[Referring expression pointing data]

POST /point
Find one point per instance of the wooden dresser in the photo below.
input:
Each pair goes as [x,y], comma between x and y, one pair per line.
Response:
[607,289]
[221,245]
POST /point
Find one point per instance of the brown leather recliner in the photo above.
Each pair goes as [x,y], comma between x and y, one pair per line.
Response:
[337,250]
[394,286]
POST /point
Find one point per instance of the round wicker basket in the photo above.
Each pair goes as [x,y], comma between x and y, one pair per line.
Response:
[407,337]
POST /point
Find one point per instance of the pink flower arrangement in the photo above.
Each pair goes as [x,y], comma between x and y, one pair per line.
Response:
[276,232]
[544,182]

*Directions*: All the data above is to be given again, exactly.

*Output of the task*:
POST /point
Find one point per instance of the wooden dresser in the photo below.
input:
Each pair goes as [x,y], comma between x and y, one pair per line.
Response:
[607,289]
[221,245]
POST /point
Find one point per instance of the brown leather recliner in the photo above.
Each pair goes as [x,y], comma between x and y, one pair per line.
Response:
[337,250]
[394,286]
POST /point
Find one point per instance of the round wicker basket in the photo above.
Each pair goes as [x,y], comma between x and y, one pair per line.
Response:
[407,337]
POST /point
Find one point per instance of the pink flower arrangement in the photo above.
Each pair goes as [x,y], comma between x and y, one pair per line.
Response:
[276,232]
[544,182]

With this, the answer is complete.